### Set problem a
In the listing, rewrite the stretch from the line containing "the sanderling, each" through the line containing "pixel 133 81", replacing "marker" with "dot" and keeping everything else the same.
•••
Week 18 - Savings, Capital formation and Financial markets Flashcards
What is saving?
Saving is the portion of current income that is not spent on current needs. It represents the money set aside for future use.
What is the saving rate?
The saving rate is the proportion of income that is saved rather than spent, calculated as:
Saving rate = Saving/Income
What are some examples of savings?
Examples of savings include:
Personal savings (cash or bank accounts)
Money in investment accounts (stocks, bonds, etc.)
Retirement accounts (401(k), IRAs)
Other financial assets
What is wealth?
Wealth is the total value of assets minus liabilities. It represents the net value of an economic unit’s holdings.
What are assets and liabilities?
Assets are anything of value that one owns (e.g., houses, cars, savings).
Liabilities are the debts one owes (e.g., mortgages, loans, credit card debt).
What is a balance sheet?
•••
### Set problem b
Answer from the savings flashcards:
(i) What formula gives the saving rate?
(ii) How is wealth defined?
(iii) What examples of liabilities are given?

### Given records
•••
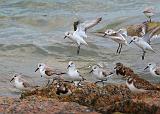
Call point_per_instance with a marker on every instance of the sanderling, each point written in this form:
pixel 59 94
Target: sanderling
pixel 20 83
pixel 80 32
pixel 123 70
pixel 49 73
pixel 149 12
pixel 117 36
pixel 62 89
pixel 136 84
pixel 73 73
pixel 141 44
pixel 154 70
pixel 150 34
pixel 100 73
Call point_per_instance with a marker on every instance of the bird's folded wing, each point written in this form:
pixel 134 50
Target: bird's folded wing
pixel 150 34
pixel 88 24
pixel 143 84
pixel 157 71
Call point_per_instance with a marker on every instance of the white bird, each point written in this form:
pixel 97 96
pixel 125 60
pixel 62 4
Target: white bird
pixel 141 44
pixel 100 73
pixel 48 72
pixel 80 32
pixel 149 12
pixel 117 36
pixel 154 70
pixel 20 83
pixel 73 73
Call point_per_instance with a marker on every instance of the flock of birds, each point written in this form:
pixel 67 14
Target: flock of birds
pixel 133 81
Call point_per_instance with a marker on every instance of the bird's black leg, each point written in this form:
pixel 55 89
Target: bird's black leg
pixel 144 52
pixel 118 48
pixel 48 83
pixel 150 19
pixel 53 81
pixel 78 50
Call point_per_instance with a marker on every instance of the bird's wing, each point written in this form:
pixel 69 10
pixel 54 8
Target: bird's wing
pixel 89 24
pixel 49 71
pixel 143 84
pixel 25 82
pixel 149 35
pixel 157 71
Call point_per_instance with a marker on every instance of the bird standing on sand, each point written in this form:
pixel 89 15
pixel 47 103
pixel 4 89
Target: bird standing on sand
•••
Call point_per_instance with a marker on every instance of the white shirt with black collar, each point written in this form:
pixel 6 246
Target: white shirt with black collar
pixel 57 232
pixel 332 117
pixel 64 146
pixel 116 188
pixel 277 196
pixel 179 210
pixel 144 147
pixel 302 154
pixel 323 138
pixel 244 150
•••
### Finished answer a
Call point_per_instance with a dot on every instance of the sanderling, each point written in this form:
pixel 59 94
Target: sanderling
pixel 20 83
pixel 80 32
pixel 123 70
pixel 49 73
pixel 149 12
pixel 117 36
pixel 62 89
pixel 136 84
pixel 73 73
pixel 141 44
pixel 154 70
pixel 150 34
pixel 100 73
Call point_per_instance with a dot on every instance of the bird's folded wing, each point written in this form:
pixel 134 50
Target: bird's folded wing
pixel 150 34
pixel 88 24
pixel 143 84
pixel 157 71
Call point_per_instance with a dot on every instance of the white bird, each point written in this form:
pixel 97 96
pixel 125 60
pixel 62 4
Target: white bird
pixel 141 44
pixel 100 73
pixel 48 72
pixel 80 32
pixel 149 12
pixel 117 36
pixel 154 70
pixel 20 83
pixel 73 73
Call point_per_instance with a dot on every instance of the flock of birds, each point written in this form:
pixel 67 14
Target: flock of birds
pixel 133 81

### Finished answer b
(i) Saving rate = Saving/Income
(ii) The total value of assets minus liabilities
(iii) Mortgages, loans and credit card debt